## Exercise task
Rewrite the entries below as a numbered list, omitting any blank lines.

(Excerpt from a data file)
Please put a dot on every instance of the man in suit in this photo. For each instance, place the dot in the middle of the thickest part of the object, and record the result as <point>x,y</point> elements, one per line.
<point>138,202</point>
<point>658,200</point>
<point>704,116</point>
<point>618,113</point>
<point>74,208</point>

## Reply
1. Please put a dot on every instance of the man in suit in this photo. For each instance, place the dot in the middle of the thickest part of the object, and record the result as <point>x,y</point> elements, one per line.
2. <point>138,202</point>
3. <point>658,200</point>
4. <point>704,116</point>
5. <point>618,113</point>
6. <point>74,208</point>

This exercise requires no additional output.